=== RECORDS SHOWN ===

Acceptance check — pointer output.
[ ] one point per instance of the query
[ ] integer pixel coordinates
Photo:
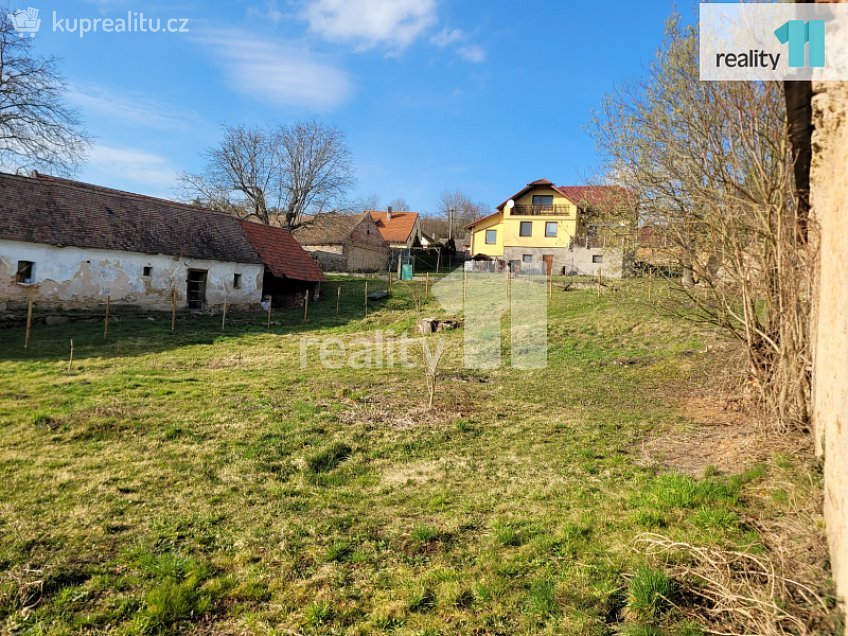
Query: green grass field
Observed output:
(203, 482)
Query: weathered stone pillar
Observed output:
(829, 199)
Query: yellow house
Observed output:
(555, 229)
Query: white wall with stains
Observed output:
(79, 278)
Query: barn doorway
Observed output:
(196, 288)
(549, 263)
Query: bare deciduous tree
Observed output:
(457, 210)
(37, 129)
(277, 173)
(711, 164)
(399, 205)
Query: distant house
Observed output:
(344, 242)
(559, 229)
(70, 245)
(429, 241)
(289, 270)
(399, 229)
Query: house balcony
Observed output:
(541, 210)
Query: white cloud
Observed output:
(268, 11)
(110, 164)
(130, 107)
(368, 23)
(475, 54)
(278, 73)
(447, 36)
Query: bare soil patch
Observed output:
(721, 436)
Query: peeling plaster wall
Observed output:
(829, 198)
(76, 278)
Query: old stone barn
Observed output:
(68, 245)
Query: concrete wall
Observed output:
(366, 259)
(829, 198)
(76, 278)
(350, 258)
(577, 261)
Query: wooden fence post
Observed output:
(29, 325)
(464, 284)
(650, 284)
(106, 320)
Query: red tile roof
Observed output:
(398, 228)
(281, 253)
(61, 212)
(480, 220)
(606, 198)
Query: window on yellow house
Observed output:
(543, 202)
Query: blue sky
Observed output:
(433, 95)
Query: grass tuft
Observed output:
(649, 593)
(328, 458)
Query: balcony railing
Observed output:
(541, 210)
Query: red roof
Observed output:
(281, 253)
(480, 220)
(396, 229)
(605, 198)
(582, 196)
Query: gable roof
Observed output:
(61, 212)
(481, 220)
(328, 229)
(606, 198)
(281, 253)
(533, 184)
(396, 229)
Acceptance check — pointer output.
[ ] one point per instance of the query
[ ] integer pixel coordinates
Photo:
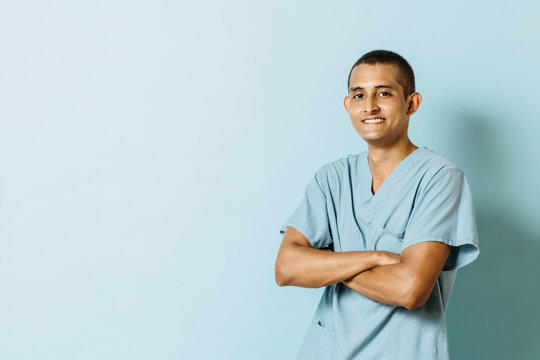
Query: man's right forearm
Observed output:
(313, 268)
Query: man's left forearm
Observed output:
(388, 284)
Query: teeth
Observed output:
(374, 120)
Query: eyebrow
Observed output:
(376, 87)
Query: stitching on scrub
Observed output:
(440, 173)
(448, 241)
(300, 228)
(398, 236)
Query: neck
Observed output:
(383, 159)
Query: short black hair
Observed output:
(406, 75)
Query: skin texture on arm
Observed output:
(407, 283)
(299, 264)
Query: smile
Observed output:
(373, 121)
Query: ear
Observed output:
(414, 103)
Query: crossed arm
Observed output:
(399, 280)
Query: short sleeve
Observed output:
(444, 212)
(311, 215)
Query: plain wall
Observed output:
(150, 152)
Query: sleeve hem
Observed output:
(467, 250)
(300, 228)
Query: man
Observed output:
(384, 231)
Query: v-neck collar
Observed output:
(373, 201)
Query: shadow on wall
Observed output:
(493, 311)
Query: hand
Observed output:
(388, 258)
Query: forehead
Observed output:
(368, 76)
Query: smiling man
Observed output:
(384, 230)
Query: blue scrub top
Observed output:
(425, 198)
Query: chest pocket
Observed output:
(386, 240)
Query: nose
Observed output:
(371, 105)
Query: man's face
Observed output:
(378, 110)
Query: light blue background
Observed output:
(150, 152)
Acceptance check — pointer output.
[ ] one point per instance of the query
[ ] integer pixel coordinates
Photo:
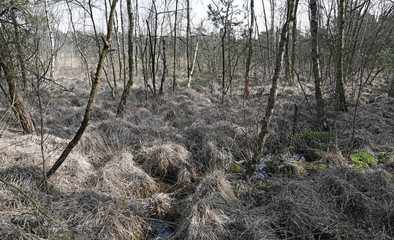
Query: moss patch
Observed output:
(315, 155)
(362, 159)
(235, 168)
(384, 157)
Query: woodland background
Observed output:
(132, 120)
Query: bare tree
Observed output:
(15, 100)
(284, 37)
(316, 63)
(127, 88)
(250, 49)
(175, 36)
(93, 92)
(340, 85)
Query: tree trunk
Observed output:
(92, 98)
(19, 49)
(18, 107)
(340, 85)
(175, 26)
(250, 49)
(391, 92)
(127, 88)
(294, 45)
(316, 64)
(188, 37)
(163, 77)
(284, 37)
(193, 64)
(51, 40)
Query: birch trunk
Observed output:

===

- _GOAL OF THE EXERCISE_
Begin at the line that contains "Query: bare tree" and stop after the last line of the records, including both ends. Rewrite every one of those lines, including the ones that begin with "Query:", and shift each coordinate in the answers by -37.

- _ANSWER TO THE PROBLEM_
Query: bare tree
Observed output:
(-22, 63)
(247, 0)
(279, 26)
(90, 51)
(213, 12)
(138, -1)
(56, 55)
(303, 48)
Query: tree trunk
Observed output:
(55, 61)
(-18, 12)
(-19, 70)
(303, 48)
(138, -11)
(213, 12)
(354, 55)
(90, 51)
(257, 8)
(279, 27)
(151, 0)
(126, 40)
(247, 0)
(156, 27)
(14, 3)
Query: birch trunk
Observed output:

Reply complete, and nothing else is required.